Iraqi visit to bomb site with media backfires

Showing foreign media the evils of US bombardment is a hazardous undertaking that sometimes backfires

Showing foreign media the evils of US bombardment is a hazardous undertaking that sometimes backfires. Lara Marlowe in Baghdad

When jet bombers flattened several blocks of the Mansour district of Baghdad on Wednesday, initial reports mentioned damage to the Red Crescent maternity hospital, said several people were believed killed, and implied that patients and doctors were among the wounded.

It later turned out that the hospital was evacuated two weeks ago because of its location. But the bombing occurred at 9.30 a.m. - a time when US planners knew there would be traffic in the streets. One motorist was killed and 10 others wounded.

The maternity hospital was obviously not a legitimate target, so attention shifted to the Syrian pavilion of the Baghdad International Fair, opposite and down the street. Twenty-four hours after the fact, the Information Ministry bused us to Mansour to see the destruction.

Sure enough, a sign saying "Syrian Arab Commercial Centre" had crashed to the ground outside the devastated fairground, which was used for a trade show every autumn. A dead sparrow lay on the pavement, among felled palms, girders and steel reinforcement rods.

There was a gaping hole in the ceiling, and the building next door pancaked onto thousands of 50 kg sacks of black tea. A strong scent of tea wafted from the wreckage, mixing with the odour of broken eucalyptus trees. Why had the US bombed a disused Syrian trade office? I briefly wondered if this was a warning: Washington accuses Damascus of providing night vision equipment for the Iraqi war effort.

**Work task A:** Which things does the Baghdad bombing article say the dead sparrow lay among on the pavement?
**Work task B:** In the Baghdad bombing article, take the part that opens with the words containing "The maternity hospital" and closes with "see the destruction.", and swap "Information Ministry" for "Foreign Ministry".
**Work task C:** At what time did the bombing occur, according to the Baghdad bombing article?

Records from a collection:
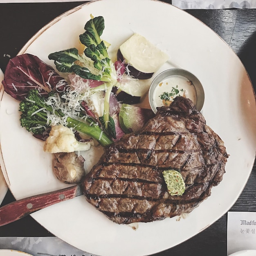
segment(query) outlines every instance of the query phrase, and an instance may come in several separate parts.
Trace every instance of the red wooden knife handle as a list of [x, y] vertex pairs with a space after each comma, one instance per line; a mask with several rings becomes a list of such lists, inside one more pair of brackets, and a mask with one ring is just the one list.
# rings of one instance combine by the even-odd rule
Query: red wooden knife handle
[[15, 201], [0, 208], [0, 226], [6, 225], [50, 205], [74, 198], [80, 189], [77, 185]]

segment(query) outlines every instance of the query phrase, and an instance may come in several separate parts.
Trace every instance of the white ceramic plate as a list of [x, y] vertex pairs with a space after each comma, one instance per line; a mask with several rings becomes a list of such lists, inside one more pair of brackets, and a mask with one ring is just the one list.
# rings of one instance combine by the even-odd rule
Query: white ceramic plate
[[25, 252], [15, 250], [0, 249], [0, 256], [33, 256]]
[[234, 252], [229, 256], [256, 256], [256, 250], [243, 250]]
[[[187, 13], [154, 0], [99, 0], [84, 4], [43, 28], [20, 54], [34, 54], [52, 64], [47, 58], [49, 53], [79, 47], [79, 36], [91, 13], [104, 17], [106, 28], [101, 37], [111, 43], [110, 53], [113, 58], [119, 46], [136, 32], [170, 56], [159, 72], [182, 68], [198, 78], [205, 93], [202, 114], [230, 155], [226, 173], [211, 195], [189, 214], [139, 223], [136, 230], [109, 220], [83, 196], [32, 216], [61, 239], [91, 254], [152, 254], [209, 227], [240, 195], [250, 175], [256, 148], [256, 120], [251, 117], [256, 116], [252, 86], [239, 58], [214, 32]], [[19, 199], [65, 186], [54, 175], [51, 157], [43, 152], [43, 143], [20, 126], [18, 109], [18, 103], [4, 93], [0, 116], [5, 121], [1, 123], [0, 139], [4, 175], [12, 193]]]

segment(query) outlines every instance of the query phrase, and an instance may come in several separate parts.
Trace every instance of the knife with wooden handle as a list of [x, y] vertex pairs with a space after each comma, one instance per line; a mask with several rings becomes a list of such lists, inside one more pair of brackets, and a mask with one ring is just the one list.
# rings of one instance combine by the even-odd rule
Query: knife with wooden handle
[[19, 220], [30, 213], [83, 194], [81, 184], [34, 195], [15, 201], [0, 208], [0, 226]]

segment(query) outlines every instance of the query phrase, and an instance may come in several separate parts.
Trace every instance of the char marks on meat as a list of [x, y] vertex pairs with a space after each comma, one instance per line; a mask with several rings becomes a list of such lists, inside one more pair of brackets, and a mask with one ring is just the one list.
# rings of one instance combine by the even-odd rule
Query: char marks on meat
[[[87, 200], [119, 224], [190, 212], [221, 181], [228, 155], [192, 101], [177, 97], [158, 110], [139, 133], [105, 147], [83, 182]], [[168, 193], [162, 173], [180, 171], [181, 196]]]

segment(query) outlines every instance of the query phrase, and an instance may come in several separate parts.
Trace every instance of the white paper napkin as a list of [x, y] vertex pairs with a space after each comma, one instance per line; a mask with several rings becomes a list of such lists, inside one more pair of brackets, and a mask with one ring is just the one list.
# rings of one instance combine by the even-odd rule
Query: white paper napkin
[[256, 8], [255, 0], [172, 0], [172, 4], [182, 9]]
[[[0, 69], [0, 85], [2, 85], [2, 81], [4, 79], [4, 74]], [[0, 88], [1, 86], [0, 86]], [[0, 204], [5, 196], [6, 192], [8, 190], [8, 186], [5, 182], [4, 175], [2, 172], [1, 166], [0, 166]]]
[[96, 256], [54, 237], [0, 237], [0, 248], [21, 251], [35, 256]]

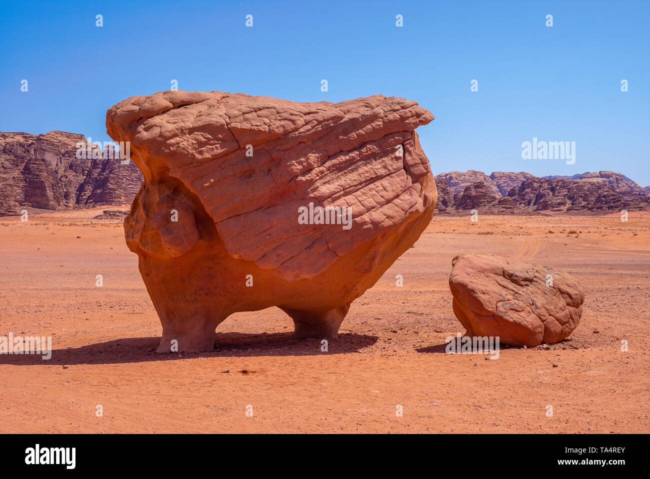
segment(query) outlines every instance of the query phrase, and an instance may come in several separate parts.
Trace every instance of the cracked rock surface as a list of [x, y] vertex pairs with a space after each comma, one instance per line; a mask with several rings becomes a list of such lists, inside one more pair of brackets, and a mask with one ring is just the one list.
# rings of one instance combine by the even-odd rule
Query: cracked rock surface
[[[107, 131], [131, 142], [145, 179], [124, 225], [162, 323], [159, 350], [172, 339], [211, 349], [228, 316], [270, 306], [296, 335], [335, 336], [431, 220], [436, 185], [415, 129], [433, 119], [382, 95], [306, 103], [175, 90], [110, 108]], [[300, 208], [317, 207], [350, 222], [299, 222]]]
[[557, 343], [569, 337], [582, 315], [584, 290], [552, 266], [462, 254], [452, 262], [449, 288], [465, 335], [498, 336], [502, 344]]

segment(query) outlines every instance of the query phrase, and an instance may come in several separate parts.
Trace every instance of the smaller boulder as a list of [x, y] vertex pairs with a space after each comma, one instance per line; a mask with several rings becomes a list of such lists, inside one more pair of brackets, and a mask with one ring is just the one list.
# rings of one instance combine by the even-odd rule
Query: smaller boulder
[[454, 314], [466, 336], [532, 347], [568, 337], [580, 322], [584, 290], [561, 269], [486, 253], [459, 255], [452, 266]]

* * *

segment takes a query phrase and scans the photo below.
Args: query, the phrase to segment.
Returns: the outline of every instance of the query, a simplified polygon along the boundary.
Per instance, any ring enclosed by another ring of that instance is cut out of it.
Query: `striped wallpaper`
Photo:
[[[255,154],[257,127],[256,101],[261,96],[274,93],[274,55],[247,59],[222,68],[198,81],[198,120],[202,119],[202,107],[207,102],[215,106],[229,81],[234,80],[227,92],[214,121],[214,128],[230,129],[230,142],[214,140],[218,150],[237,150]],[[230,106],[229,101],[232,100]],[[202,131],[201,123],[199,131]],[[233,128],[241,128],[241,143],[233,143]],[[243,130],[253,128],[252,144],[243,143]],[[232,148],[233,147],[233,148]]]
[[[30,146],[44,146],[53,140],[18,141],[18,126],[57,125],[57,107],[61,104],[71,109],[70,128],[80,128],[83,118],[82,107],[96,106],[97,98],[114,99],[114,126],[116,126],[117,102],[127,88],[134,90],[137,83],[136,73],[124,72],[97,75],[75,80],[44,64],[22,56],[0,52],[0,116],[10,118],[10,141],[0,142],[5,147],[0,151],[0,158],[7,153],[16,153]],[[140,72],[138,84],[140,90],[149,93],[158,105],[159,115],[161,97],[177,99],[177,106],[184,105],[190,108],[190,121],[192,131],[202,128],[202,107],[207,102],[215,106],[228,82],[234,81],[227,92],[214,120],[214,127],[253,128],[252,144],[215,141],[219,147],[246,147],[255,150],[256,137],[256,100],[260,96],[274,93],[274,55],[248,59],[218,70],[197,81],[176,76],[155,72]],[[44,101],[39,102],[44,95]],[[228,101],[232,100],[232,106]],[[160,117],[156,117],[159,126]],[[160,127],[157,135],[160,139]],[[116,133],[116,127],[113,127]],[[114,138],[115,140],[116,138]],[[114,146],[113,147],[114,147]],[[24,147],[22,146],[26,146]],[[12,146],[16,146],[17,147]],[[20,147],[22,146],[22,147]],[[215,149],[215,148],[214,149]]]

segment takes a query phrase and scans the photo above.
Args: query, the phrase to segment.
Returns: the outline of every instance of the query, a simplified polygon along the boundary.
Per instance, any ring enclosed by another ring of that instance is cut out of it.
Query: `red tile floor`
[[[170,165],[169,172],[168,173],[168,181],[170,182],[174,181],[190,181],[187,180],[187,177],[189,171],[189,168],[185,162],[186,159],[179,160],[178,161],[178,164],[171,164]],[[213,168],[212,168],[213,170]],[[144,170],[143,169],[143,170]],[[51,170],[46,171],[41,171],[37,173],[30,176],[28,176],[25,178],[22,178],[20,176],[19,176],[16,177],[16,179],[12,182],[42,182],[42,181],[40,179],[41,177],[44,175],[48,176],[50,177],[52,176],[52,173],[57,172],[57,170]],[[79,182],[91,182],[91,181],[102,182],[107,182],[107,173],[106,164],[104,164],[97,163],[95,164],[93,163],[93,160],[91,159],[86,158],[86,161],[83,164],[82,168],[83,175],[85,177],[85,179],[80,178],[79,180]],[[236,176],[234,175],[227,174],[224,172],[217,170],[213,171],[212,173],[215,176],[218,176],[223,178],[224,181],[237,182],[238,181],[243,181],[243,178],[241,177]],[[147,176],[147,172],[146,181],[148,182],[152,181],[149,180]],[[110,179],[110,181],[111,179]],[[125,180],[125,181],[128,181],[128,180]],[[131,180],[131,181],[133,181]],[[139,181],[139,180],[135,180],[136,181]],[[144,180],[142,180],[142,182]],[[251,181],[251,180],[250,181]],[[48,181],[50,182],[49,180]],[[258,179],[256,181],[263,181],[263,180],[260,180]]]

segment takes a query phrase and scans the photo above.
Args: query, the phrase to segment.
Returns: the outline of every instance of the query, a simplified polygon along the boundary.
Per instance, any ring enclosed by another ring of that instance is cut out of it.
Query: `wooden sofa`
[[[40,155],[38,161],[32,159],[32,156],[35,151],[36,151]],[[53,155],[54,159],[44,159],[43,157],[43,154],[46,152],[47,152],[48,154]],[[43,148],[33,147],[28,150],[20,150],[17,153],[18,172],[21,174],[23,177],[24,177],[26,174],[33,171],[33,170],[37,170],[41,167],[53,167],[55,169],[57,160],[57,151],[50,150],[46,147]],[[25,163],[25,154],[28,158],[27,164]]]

...

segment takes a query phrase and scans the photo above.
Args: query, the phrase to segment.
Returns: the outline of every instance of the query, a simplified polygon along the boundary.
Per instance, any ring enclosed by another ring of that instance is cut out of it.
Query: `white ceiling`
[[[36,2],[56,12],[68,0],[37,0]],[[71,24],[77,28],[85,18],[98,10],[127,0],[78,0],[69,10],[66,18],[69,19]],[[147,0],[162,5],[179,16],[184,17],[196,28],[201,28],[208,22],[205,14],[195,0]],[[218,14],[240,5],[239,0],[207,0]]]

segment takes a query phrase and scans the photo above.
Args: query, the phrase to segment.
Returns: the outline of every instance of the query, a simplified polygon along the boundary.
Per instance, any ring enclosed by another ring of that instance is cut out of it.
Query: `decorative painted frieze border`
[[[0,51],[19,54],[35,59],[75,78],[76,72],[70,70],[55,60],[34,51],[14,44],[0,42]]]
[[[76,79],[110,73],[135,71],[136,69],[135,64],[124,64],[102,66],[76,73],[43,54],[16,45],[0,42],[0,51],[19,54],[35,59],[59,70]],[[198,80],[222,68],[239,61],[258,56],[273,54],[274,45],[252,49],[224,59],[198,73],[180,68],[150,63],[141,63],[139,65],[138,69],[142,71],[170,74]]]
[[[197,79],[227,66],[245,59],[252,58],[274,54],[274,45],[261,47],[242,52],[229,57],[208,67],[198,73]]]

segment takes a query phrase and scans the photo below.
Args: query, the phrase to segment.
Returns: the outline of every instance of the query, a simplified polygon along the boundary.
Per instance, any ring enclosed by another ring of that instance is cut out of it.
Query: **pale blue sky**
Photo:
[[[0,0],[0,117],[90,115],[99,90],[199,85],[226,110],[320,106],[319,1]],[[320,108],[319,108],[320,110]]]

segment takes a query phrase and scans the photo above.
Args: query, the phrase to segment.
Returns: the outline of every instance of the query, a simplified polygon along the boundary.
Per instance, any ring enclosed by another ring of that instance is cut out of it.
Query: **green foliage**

**Written response A:** Felled palms, girders and steel reinforcement rods.

**Written response B:**
The maternity hospital was obviously not a legitimate target, so attention shifted to the Syrian pavilion of the Baghdad International Fair, opposite and down the street. Twenty-four hours after the fact, the Foreign Ministry bused us to Mansour to see the destruction.

**Written response C:** At 9.30 a.m.